- [À faire]
1. Modifiez l'extrait sur le constitutionnalisme canadien en le recopiant depuis « L’intention constitutionnelle au » jusqu'à « préface du livre. » inclus, avec « courtepointe » à la place de « mosaïque ».
2. Poursuivez l'extrait sur le constitutionnalisme canadien après sa dernière phrase.

- [Extrait de page]
L’intention constitutionnelle au Canada se caractériserait, selon LaSelva, par trois éléments : un pluralisme inspiré de l’image d’une mosaïque multiculturelle et multinationale ; une préoccupation pour « les droits des autres » – les divers groupes minoritaires ; et, par conséquent, une propension des acteurs politiques à négocier et à accepter des compromis (p. 227). Ce sont ces spécificités qui font de l’expérience canadienne un modèle sui generis, distinct dans ses fondements et ses repères des modèles tant américain que britannique. L’originalité du propos de l’auteur, et sans doute la principale contribution à la littérature qu’offre Canada and the Ethics of Constitutionalism, vient de la démarche « montesquieuienne » qui est présentée dans la préface du livre.

- [Entrées fournies]
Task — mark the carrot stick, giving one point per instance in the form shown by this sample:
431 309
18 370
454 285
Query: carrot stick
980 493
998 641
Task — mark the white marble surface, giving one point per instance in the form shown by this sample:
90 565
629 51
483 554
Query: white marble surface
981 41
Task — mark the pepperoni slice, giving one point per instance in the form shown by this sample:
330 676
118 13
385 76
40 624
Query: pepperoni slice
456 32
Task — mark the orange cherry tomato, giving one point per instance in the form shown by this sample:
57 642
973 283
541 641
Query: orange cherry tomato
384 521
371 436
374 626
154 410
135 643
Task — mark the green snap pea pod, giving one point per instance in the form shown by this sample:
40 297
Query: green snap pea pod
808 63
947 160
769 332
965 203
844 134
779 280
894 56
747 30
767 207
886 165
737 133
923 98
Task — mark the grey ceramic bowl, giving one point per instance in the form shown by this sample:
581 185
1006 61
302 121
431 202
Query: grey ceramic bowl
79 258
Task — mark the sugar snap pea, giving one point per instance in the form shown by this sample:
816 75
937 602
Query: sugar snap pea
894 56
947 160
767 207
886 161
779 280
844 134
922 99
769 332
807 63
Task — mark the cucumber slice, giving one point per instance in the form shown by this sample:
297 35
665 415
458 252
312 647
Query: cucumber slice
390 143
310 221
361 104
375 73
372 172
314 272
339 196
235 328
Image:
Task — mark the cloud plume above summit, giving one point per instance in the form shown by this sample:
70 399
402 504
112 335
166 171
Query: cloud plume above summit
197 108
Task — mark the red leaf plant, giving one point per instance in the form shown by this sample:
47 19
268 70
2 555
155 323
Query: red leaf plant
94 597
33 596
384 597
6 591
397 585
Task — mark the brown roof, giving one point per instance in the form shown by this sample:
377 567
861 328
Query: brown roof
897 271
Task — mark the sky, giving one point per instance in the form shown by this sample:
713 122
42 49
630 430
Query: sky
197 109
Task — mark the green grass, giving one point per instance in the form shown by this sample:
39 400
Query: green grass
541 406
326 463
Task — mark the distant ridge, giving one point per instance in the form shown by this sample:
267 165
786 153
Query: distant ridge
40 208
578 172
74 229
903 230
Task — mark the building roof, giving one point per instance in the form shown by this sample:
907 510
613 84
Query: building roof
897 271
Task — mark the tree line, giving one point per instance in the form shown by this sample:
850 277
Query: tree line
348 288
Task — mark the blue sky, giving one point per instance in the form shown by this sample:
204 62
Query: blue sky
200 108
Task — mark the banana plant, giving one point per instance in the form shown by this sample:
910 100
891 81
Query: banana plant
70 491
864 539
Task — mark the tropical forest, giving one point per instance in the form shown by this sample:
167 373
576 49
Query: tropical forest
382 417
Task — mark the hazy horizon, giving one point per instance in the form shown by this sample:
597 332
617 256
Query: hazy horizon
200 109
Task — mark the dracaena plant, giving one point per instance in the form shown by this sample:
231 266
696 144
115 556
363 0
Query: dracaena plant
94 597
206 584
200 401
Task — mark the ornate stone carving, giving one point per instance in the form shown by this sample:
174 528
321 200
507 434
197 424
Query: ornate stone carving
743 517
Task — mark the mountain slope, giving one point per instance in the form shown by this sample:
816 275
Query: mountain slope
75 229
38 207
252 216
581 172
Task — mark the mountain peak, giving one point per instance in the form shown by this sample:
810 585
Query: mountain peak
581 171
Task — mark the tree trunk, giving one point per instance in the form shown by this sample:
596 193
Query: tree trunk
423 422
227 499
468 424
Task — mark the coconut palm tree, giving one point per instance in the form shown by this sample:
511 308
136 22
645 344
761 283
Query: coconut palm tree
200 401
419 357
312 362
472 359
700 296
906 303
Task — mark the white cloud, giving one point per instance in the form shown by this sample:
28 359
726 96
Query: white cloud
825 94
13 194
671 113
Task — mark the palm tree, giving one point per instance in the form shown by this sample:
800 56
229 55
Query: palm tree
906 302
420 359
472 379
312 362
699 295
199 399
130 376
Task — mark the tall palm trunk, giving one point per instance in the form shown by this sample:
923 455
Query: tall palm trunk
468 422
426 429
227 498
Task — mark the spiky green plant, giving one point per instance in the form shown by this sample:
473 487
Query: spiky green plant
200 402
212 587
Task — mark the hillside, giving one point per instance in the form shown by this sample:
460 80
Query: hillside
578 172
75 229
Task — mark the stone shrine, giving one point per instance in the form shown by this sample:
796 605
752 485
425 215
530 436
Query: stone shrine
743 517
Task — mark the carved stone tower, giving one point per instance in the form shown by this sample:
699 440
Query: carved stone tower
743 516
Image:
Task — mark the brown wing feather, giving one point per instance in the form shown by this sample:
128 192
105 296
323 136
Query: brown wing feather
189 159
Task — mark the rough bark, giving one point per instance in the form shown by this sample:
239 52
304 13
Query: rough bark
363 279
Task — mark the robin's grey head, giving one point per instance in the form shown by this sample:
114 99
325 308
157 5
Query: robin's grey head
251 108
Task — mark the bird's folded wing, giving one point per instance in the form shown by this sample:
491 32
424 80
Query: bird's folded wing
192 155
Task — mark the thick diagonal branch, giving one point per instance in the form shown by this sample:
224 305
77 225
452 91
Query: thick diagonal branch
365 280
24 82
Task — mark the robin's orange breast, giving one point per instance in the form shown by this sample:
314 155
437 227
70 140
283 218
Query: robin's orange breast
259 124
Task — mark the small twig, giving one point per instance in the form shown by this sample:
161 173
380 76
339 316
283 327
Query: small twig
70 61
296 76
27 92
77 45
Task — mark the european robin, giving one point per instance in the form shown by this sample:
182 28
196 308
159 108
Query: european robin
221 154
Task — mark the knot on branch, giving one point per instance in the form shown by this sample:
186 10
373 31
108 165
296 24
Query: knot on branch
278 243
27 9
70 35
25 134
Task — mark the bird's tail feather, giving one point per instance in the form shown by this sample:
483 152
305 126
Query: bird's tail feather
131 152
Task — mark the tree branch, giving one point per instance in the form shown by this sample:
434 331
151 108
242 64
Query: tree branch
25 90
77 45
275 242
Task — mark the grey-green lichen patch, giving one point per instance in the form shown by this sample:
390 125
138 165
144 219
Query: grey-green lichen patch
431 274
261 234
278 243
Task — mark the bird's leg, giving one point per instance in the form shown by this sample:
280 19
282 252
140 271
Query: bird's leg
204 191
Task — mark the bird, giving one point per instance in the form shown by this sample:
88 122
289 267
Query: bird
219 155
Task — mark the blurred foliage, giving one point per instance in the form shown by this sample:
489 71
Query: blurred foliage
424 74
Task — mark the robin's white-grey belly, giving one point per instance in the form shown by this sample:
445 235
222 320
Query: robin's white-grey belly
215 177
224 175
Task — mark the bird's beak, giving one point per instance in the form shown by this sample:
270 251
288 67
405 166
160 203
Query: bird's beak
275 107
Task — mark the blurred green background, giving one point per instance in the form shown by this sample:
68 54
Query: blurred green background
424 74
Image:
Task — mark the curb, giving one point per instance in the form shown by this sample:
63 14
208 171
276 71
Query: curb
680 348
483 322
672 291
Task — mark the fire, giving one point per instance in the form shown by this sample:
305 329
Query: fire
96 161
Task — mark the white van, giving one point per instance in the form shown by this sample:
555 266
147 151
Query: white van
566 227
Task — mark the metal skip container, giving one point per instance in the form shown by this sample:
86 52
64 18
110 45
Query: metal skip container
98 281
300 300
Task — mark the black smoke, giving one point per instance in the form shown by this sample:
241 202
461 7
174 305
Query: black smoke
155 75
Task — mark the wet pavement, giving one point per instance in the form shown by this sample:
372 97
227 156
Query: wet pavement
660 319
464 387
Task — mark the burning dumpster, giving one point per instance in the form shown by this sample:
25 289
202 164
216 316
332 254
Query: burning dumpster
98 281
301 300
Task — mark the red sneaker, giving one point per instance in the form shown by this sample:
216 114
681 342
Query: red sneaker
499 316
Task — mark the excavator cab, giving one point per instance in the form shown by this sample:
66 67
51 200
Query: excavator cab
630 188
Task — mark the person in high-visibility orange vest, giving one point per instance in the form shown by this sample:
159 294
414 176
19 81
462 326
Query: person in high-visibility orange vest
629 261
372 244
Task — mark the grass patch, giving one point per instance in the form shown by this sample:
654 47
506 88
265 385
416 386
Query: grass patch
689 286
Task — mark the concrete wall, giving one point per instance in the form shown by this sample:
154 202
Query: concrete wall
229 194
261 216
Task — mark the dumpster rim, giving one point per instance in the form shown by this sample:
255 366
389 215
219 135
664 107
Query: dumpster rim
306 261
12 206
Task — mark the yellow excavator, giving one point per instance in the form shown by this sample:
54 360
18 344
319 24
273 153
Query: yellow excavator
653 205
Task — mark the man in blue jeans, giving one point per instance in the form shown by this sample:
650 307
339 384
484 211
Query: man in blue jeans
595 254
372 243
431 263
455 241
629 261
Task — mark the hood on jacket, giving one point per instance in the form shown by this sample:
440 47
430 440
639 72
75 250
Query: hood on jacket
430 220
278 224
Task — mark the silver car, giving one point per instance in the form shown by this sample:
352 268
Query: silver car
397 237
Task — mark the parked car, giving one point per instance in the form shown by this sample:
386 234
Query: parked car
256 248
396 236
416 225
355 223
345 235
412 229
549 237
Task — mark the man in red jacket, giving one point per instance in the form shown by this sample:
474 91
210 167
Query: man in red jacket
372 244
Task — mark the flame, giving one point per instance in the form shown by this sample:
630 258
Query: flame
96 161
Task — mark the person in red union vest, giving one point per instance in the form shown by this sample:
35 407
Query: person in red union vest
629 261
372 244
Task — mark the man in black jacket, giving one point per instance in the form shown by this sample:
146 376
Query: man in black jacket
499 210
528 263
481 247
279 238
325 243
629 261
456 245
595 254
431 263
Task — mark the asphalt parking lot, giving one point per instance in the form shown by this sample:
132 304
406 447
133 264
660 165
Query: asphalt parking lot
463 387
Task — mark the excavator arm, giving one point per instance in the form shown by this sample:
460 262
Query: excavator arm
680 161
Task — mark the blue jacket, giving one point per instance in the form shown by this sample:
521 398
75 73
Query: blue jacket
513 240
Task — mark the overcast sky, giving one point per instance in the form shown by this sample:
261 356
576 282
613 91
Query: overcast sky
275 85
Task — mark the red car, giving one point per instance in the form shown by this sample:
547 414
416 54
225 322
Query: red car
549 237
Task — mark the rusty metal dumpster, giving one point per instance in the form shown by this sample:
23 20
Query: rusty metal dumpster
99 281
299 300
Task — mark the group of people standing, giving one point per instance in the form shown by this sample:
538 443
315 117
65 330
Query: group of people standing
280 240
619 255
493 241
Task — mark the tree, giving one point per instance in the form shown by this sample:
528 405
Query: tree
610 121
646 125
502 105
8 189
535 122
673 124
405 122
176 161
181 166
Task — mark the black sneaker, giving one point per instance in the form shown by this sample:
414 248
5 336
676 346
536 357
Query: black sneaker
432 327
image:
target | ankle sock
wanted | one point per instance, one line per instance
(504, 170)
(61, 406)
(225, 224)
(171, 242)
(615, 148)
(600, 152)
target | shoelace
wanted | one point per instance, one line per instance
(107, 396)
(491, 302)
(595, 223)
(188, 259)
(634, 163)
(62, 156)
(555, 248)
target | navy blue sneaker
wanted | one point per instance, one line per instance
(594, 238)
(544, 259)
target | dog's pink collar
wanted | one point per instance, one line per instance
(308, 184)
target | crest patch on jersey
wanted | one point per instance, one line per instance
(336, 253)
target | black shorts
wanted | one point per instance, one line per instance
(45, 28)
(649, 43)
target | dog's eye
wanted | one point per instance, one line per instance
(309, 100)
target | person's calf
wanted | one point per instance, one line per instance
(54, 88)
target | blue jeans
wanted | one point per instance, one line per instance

- [En réponse]
1.
L’intention constitutionnelle au Canada se caractériserait, selon LaSelva, par trois éléments : un pluralisme inspiré de l’image d’une courtepointe multiculturelle et multinationale ; une préoccupation pour « les droits des autres » – les divers groupes minoritaires ; et, par conséquent, une propension des acteurs politiques à négocier et à accepter des compromis (p. 227). Ce sont ces spécificités qui font de l’expérience canadienne un modèle sui generis, distinct dans ses fondements et ses repères des modèles tant américain que britannique. L’originalité du propos de l’auteur, et sans doute la principale contribution à la littérature qu’offre Canada and the Ethics of Constitutionalism, vient de la démarche « montesquieuienne » qui est présentée dans la préface du livre.

2.
En bref, à l’image de l’approche qu’a fait sienne le célèbre auteur de De l’esprit des lois, une démarche montesquieuienne « met l’accent sur l’importance d’examiner les différents aspects des constitutions […] en tant que phénomènes historique et culturel », sans postuler l’existence ou la pertinence « d’un modèle formel ou universel de constitutionnalisme » (p. xiii). Ce faisant, une telle démarche propose « d’analyser les institutions en tenant compte des contextes historiques et culturels » dans lesquels elles prennent forme (p. xiii). Au final,

Une analyse montesquieuienne révèle qu’en adoptant la Charte [des droits et libertés], le Canada ne s’est pas simplement rapproché des États-Unis et par conséquent éloigné de la Grande-Bretagne. Plutôt, la proposition initiale de la Charte de [Pierre Elliot] Trudeau, qui combinait une théorie abstraite des droits inaliénables et une conception moniste de la citoyenneté canadienne, a dû être considérablement adaptée par le fait du pluralisme du Canada, de sorte que la Charte de 1982 reflète ultimement l’image d’une mosaïque canadienne. Qui plus est, en contribuant à un constitutionnalisme distinct, la Charte n’a finalement ni établi l’unité nationale ni défini l’identité canadienne. Son incapacité à réaliser tout ce que Trudeau avait promis ne devrait pas être tout à fait surprenante, car la Charte n’est qu’une partie de la constitution pluraliste du Canada, et non la totalité de celle-ci.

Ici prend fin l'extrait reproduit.